Problem set:
#1 Count the lines in the records that contain the word "sunlit", and reply with only that number.
#2 Write the next part of the Devils Lake fishing report, picking up after its final sentence.

Text excerpt:
----------

# Devils Lake Fishing Report - 8/1 Ed's Bait



## Ed's Bait (Jul 26, 2002)

Fishing continues to be quite good on Devils Lake. Walleyes are being caught 
in most areas of the lake with the Flats, Fort Totten area, and East Bay 
producing better than the other areas. In the Flats anglers are trolling 
cranks, using bottom bouncers with spinners, and slip bobbering the trees. 
Areas producing the best have been out from the Minnewaukan boat ramp, the Gap, 
Windsor Island, and Patience Point. In the Fort Totten area, anglers are 
jigging or running bottom bouncers on Ft. Totten and Cactus Point, and working 
the trees and old shoreline along the highway. In East Bay, anglers continue 
to catch fish trolling the Stromme and Foughty's Point area with cranks or 
bottom bouncers with spinners. Anglers are also slip bobbering the trees in 
these areas. Anglers are also finding fish by working the other points located 
throughout East Bay from Stromme's to the Woods Rutten area. For cranks, 
anglers are using smaller shad raps, jointed shads, walleye divers, and rip 
shads behind leadcore line. Pike continue to be caught thoughout the lake, but 
rocky points are producing the nicer sized pike. Perch fishing is picking up a 
bit with fish being caught along the trees in Creel Bay and near the Casino.

----------

Supplied material:

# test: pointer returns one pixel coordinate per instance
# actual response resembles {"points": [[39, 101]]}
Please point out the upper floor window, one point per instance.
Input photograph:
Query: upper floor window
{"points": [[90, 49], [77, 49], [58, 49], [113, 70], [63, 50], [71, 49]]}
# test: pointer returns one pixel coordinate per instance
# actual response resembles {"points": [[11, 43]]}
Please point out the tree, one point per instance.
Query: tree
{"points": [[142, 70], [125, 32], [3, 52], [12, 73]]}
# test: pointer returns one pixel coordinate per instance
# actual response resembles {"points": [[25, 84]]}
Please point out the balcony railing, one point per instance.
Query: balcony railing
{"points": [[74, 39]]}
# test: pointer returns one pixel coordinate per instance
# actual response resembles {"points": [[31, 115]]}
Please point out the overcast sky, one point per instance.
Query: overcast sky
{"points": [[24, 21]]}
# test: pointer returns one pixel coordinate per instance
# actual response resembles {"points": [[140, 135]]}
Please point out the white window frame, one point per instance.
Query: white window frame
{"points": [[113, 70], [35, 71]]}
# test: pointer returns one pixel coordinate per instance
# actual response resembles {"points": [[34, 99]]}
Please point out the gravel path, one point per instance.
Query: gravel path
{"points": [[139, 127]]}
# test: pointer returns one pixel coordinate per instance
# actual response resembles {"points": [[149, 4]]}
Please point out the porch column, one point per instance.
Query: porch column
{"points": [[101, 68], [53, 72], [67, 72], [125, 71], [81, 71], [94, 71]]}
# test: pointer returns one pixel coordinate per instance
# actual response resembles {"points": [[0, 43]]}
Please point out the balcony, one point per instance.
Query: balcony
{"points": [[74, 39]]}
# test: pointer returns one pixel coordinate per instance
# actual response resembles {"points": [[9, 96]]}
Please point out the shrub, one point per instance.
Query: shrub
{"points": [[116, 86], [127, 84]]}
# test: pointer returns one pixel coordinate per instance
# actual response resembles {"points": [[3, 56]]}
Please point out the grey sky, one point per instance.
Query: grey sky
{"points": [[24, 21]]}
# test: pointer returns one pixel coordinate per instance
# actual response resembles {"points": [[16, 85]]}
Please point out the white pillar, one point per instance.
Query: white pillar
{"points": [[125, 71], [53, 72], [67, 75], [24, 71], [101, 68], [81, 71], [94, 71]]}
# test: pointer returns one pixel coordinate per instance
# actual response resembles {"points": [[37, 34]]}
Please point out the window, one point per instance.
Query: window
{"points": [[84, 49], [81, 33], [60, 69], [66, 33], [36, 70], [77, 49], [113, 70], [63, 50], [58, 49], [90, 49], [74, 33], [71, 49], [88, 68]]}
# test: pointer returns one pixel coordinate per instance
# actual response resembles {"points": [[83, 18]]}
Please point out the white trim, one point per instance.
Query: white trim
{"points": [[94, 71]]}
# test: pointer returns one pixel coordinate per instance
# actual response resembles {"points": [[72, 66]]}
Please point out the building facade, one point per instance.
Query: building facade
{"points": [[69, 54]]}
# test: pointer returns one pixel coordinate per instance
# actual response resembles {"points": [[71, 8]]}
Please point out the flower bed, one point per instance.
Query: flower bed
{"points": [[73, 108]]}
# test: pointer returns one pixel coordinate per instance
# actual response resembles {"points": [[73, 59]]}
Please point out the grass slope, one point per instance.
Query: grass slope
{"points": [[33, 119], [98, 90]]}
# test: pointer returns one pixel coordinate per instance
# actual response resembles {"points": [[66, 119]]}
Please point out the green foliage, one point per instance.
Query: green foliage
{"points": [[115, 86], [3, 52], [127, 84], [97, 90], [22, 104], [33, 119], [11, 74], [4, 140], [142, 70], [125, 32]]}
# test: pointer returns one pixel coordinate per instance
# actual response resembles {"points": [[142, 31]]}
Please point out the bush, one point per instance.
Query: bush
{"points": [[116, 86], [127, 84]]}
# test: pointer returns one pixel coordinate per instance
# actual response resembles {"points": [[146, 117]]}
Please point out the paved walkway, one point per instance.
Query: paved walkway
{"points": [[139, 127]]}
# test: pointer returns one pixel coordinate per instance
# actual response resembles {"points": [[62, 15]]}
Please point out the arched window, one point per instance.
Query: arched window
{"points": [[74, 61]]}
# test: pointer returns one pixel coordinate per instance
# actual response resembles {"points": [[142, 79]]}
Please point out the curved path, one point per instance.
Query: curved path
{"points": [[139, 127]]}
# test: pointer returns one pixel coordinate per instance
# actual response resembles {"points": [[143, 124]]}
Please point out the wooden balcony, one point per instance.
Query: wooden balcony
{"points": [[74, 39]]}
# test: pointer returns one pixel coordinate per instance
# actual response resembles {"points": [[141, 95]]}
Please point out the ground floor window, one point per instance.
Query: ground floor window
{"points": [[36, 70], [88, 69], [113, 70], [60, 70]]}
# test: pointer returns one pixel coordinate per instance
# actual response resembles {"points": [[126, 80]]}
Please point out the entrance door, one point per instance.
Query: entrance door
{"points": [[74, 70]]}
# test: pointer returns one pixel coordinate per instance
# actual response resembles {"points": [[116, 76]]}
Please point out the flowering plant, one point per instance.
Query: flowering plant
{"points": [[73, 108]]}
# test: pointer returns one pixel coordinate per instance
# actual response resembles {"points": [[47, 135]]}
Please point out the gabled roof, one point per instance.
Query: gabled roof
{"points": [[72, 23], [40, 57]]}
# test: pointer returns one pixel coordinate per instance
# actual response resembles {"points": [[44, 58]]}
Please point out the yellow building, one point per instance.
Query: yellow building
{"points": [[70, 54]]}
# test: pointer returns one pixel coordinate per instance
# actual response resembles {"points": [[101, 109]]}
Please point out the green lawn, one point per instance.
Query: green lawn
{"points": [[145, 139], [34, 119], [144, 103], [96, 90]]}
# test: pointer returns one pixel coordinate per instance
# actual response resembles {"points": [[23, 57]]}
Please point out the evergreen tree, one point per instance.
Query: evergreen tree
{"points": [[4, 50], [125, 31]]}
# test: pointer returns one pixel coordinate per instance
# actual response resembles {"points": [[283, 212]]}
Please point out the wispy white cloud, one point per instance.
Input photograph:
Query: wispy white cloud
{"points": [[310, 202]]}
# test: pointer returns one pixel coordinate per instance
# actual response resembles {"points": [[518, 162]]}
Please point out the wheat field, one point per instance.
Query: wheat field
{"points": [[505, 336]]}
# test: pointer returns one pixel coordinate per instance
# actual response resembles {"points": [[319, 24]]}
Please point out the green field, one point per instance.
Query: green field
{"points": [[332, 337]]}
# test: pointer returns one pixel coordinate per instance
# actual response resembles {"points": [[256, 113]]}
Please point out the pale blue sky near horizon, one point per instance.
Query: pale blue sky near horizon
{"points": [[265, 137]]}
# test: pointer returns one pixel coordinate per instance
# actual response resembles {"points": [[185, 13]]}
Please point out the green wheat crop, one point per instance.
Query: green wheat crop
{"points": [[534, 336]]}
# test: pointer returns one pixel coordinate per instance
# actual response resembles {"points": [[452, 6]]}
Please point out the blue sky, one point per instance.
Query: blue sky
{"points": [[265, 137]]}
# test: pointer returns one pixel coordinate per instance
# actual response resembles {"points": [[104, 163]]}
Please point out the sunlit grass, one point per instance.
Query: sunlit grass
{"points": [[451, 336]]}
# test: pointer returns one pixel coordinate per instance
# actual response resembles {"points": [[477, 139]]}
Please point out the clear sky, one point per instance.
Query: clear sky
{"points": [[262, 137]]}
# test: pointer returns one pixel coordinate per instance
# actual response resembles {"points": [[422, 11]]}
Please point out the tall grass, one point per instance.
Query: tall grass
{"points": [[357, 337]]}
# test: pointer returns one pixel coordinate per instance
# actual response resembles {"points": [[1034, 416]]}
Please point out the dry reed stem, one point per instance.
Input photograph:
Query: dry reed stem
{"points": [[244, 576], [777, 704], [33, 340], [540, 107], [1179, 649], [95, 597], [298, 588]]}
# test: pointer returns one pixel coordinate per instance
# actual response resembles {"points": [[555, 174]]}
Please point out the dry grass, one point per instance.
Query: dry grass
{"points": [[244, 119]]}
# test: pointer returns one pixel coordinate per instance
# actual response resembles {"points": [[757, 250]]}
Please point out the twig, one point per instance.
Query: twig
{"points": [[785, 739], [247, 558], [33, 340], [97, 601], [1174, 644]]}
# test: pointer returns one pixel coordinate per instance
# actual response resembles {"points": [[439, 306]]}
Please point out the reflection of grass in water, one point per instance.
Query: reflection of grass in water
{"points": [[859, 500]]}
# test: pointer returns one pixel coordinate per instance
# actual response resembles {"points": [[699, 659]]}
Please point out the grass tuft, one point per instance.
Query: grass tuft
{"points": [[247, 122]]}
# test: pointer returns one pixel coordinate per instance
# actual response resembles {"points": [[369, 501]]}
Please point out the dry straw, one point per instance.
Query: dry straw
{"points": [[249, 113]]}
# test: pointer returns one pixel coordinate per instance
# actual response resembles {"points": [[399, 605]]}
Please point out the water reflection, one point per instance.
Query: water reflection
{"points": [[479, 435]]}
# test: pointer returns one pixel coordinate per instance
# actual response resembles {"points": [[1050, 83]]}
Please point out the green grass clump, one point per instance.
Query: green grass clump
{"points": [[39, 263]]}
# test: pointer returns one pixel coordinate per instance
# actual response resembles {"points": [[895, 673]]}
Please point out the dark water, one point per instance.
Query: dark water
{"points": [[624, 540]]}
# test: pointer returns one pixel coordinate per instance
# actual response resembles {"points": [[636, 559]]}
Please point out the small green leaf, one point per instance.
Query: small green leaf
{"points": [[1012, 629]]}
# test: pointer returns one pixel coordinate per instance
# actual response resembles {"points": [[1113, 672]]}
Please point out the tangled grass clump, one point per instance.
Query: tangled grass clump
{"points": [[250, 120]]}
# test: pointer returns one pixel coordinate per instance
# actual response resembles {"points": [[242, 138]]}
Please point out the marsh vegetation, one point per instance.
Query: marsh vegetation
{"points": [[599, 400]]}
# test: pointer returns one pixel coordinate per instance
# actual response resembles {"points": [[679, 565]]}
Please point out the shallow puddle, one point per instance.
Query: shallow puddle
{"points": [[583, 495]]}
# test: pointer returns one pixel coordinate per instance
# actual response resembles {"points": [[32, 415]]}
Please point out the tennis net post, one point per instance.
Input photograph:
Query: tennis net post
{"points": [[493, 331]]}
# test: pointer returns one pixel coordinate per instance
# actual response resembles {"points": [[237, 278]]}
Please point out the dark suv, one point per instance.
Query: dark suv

----------

Answers in order:
#1 2

#2
The perch being caught appear to be a bit smaller than in the past though. 
This Sunday the Lake Region Anglers Association will be hosting their Annual 
Walleye Widows Tourney. Teams can consist of one male and one female, or two 
males and two females. It's a fun event and a meal is catered following the 
awards. Good Luck and Good
Fishing!!!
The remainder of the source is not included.